**STATED GOAL**. Convert the rows, from the start through the line containing "[544,247,722,413]", into a JSON list of strings with one string per line, omitting blank lines and the pictures.

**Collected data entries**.
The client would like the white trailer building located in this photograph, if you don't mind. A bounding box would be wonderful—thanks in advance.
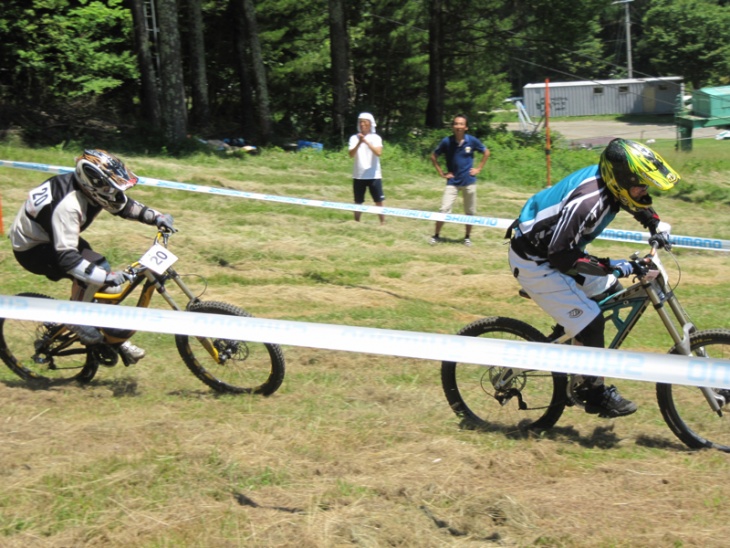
[523,76,682,117]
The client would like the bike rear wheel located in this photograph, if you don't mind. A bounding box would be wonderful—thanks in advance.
[656,329,730,452]
[175,301,285,396]
[0,293,99,384]
[441,316,568,432]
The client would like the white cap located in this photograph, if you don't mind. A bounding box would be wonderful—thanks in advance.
[357,112,377,133]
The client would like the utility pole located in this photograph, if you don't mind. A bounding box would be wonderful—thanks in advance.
[612,0,634,78]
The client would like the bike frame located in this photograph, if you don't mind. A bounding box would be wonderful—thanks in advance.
[85,232,218,361]
[544,247,722,413]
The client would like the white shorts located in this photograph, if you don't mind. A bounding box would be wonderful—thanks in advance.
[509,248,616,337]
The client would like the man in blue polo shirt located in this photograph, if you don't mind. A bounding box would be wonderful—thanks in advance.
[431,114,489,246]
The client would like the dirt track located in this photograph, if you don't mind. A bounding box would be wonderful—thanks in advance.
[507,120,720,145]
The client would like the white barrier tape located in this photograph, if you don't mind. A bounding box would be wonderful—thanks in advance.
[0,160,730,251]
[0,295,730,388]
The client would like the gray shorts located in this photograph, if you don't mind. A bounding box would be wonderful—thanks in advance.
[509,248,616,336]
[439,185,477,215]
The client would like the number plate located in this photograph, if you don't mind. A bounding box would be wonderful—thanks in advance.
[139,244,177,274]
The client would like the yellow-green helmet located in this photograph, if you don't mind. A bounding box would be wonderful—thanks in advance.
[598,139,680,213]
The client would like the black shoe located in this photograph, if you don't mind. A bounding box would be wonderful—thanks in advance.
[576,385,637,419]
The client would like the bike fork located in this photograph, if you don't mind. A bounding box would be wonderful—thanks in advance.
[492,367,524,392]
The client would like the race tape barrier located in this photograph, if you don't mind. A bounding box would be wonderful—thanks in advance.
[0,160,730,251]
[0,295,730,388]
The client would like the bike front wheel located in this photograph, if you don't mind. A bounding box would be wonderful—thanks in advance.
[175,301,284,396]
[0,293,99,385]
[441,316,568,432]
[656,329,730,453]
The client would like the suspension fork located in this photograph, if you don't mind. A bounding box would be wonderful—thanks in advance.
[644,283,724,416]
[492,367,525,392]
[140,268,220,363]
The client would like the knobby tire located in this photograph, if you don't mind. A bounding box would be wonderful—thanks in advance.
[175,301,285,396]
[0,293,99,385]
[656,329,730,452]
[441,316,568,432]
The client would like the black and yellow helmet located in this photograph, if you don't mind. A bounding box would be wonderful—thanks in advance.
[598,139,680,213]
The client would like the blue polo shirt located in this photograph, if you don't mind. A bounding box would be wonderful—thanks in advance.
[433,133,487,186]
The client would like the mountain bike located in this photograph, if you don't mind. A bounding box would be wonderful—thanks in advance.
[0,229,285,396]
[441,244,730,452]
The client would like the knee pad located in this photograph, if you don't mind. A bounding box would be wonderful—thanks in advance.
[575,314,606,348]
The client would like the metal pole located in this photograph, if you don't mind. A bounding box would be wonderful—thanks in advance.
[624,2,634,78]
[612,0,634,78]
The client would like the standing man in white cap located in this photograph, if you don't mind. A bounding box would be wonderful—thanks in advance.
[349,112,385,225]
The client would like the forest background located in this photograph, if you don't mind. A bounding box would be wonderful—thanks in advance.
[0,0,730,152]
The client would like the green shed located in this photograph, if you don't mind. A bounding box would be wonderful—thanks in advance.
[692,86,730,118]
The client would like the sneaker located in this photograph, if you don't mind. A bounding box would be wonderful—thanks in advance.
[118,341,147,365]
[576,385,637,419]
[66,325,104,344]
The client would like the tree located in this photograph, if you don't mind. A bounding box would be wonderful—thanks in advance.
[639,0,730,88]
[183,0,210,128]
[426,0,446,129]
[128,0,162,130]
[234,0,274,144]
[329,0,350,143]
[156,0,188,145]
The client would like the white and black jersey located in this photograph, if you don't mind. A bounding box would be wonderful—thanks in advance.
[8,172,159,283]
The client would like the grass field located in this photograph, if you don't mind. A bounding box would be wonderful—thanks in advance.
[0,138,730,548]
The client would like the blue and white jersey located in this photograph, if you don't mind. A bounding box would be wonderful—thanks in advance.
[515,165,619,270]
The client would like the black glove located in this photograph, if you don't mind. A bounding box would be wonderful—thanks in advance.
[649,232,672,251]
[573,255,612,276]
[104,272,129,285]
[155,213,177,232]
[610,259,649,278]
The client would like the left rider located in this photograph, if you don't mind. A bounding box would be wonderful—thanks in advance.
[8,150,173,364]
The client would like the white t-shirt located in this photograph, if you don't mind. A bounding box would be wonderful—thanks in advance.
[349,133,383,179]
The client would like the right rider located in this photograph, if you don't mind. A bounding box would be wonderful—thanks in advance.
[8,150,174,364]
[507,139,680,418]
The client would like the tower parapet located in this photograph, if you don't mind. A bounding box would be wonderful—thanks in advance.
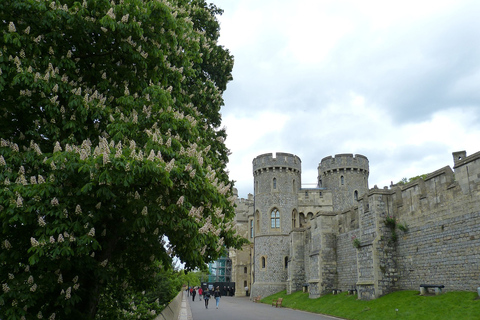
[253,152,302,175]
[318,153,369,176]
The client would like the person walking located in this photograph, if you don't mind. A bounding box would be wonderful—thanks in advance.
[203,288,210,309]
[192,287,197,301]
[198,287,203,301]
[213,287,221,309]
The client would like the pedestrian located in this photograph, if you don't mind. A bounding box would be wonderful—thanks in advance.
[213,287,221,309]
[198,287,203,301]
[192,288,197,301]
[203,288,210,309]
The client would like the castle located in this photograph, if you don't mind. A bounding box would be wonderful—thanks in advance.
[229,151,480,300]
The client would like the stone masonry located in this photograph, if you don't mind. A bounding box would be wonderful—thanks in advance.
[230,151,480,300]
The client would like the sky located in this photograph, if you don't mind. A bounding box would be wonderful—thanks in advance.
[212,0,480,198]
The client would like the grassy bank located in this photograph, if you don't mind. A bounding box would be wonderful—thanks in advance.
[261,291,480,320]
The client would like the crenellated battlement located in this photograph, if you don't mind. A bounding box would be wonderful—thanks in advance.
[318,153,369,174]
[253,152,302,175]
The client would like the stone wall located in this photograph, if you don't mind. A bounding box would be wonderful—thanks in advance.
[237,152,480,300]
[336,230,359,291]
[357,153,480,299]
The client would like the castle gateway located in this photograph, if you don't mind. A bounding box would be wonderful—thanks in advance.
[230,151,480,300]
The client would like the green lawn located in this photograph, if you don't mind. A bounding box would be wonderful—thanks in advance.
[261,291,480,320]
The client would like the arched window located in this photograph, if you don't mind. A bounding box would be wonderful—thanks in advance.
[270,208,280,228]
[255,210,260,235]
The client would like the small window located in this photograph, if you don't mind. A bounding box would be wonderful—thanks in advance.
[270,208,280,229]
[255,211,260,234]
[250,219,254,238]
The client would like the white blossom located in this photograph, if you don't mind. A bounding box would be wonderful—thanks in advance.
[3,240,12,250]
[38,217,47,227]
[50,197,58,206]
[177,196,185,206]
[30,237,39,247]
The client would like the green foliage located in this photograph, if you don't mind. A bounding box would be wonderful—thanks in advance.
[261,291,480,320]
[0,0,243,319]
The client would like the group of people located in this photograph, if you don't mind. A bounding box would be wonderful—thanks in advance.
[187,287,222,309]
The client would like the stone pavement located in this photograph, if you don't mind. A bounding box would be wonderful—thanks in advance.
[184,295,340,320]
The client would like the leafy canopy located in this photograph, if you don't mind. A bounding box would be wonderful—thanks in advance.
[0,0,242,319]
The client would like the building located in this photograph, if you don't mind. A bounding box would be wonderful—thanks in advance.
[229,151,480,300]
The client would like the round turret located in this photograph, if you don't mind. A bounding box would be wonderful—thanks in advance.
[252,153,302,296]
[318,154,369,211]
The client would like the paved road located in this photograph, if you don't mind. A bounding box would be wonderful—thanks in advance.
[187,295,339,320]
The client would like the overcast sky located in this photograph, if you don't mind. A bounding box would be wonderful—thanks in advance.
[213,0,480,198]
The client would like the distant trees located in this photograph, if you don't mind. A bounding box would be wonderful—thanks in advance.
[0,0,242,319]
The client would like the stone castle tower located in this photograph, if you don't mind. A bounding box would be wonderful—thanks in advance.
[230,151,480,300]
[252,153,301,298]
[318,154,369,211]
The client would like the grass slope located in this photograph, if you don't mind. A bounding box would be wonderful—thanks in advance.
[261,291,480,320]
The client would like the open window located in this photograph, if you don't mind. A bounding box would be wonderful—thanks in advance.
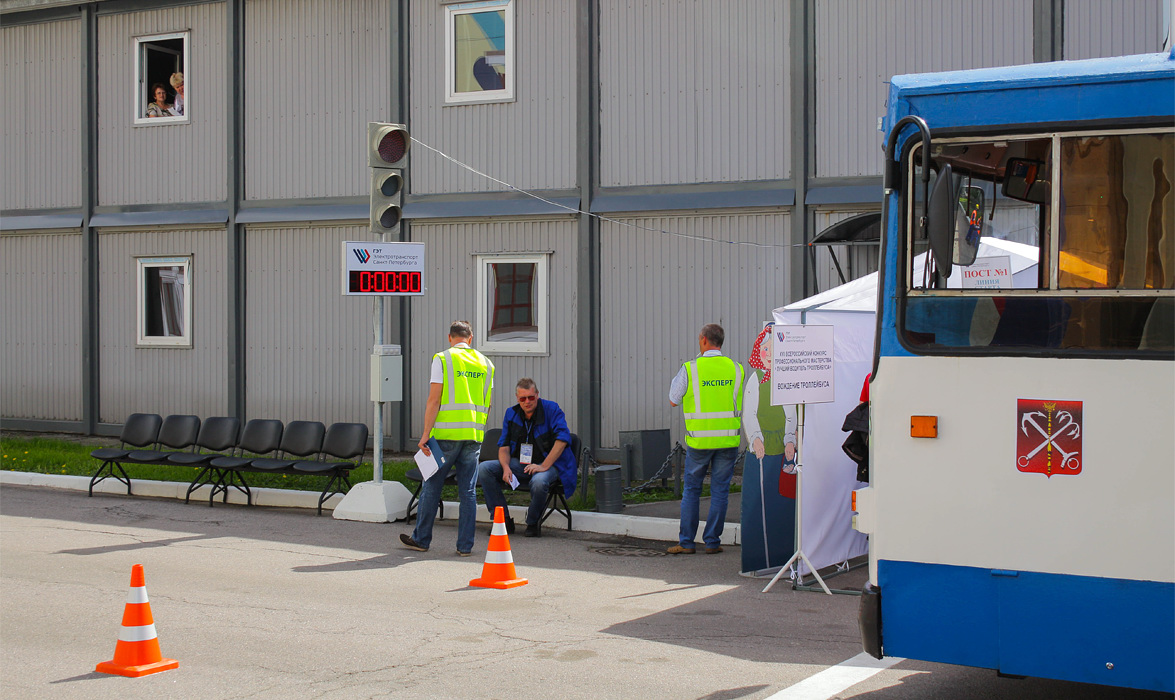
[133,32,190,126]
[474,253,549,355]
[900,128,1175,355]
[444,0,515,103]
[135,256,192,348]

**FINAL ANSWER**.
[
  "The client would like the white trailer building located in this photograph, if you don't mind. A bounding box would be wonderful—thanks in advance.",
  "[523,76,682,117]",
  "The client would like the bike rear wheel located in this photograph, if you don't mind. A bounding box would be wonderful—thanks in advance.",
  "[656,329,730,452]",
  "[175,301,285,396]",
  "[0,293,99,384]",
  "[441,316,568,432]",
  "The client would like the white cap located in this photograph, if you don't mind. A bounding box would be wonderful—thanks in advance.",
  "[357,112,377,133]",
  "The client would like the utility pole located in this photograph, if you don't mind. A bounding box would be wonderful—thanks in advance.",
  "[612,0,634,78]",
  "The client would like the bike frame located in this photograph, if you don't mind. A bounding box would be wonderful—thanks in advance.",
  "[85,232,218,361]",
  "[544,247,722,413]"
]